++++ Given records ++++

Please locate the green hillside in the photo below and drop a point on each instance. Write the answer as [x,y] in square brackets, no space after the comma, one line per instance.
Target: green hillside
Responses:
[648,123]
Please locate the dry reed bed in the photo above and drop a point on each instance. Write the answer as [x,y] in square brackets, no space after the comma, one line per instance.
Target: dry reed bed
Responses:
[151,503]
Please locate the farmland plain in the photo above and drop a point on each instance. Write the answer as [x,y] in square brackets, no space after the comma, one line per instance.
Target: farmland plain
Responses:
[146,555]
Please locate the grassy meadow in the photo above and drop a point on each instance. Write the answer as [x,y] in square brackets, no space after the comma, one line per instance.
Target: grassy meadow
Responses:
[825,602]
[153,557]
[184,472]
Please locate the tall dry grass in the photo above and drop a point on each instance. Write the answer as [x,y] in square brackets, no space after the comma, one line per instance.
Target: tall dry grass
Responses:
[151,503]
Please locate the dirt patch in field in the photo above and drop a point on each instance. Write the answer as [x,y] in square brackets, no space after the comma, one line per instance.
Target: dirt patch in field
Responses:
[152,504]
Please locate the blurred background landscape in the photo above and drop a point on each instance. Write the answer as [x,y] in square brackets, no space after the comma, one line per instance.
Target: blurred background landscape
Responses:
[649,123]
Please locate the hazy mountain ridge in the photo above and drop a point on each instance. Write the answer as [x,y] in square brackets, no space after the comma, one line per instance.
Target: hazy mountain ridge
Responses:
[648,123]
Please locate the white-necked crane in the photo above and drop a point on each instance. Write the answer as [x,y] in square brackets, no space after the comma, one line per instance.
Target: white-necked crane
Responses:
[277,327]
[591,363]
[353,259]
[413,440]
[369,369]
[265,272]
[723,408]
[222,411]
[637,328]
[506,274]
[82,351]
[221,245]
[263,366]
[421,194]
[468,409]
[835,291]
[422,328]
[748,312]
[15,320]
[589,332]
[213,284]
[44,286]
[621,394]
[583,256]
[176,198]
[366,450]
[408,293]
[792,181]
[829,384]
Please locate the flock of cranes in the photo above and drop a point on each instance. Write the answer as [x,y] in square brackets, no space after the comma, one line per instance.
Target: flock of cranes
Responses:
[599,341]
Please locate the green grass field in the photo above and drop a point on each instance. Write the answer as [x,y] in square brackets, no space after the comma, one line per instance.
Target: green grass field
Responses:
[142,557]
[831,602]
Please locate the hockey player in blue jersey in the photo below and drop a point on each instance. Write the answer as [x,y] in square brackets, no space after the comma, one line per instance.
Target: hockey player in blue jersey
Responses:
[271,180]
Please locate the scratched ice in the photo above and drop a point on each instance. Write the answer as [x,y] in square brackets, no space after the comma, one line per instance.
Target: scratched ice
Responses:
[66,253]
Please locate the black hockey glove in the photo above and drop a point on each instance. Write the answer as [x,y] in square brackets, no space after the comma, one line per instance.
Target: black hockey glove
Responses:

++++

§ **Problem requirements**
Please give the number of lines above in which the word "patch" appears, without any other text.

§ **Answer space**
2